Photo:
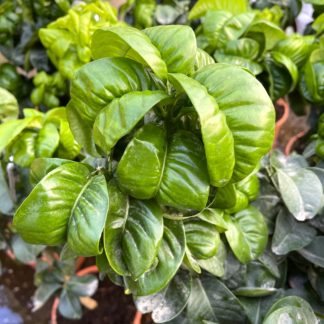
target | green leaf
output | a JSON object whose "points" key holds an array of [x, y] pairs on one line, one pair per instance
{"points": [[44, 215], [211, 300], [70, 305], [253, 67], [166, 39], [217, 137], [247, 234], [301, 190], [8, 106], [283, 74], [290, 235], [168, 303], [121, 116], [290, 309], [12, 128], [47, 141], [132, 238], [314, 251], [88, 217], [202, 59], [174, 172], [221, 27], [23, 148], [250, 117], [42, 166], [23, 251], [169, 258], [82, 285], [216, 264], [129, 42], [203, 6], [202, 238]]}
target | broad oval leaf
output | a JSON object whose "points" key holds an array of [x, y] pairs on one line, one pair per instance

▶ _Challenge_: Reproduce the material from the line containing "target | broad oval leaf" through the end of the material, changing "broad oval leaf" to "narrow pointed leaf" and leaving everything else unaltered.

▶ _Correct result_:
target | narrow pointed leaf
output | a JSON object whose "points" key holds an array of [x, y] pairs on one line, one pair per instance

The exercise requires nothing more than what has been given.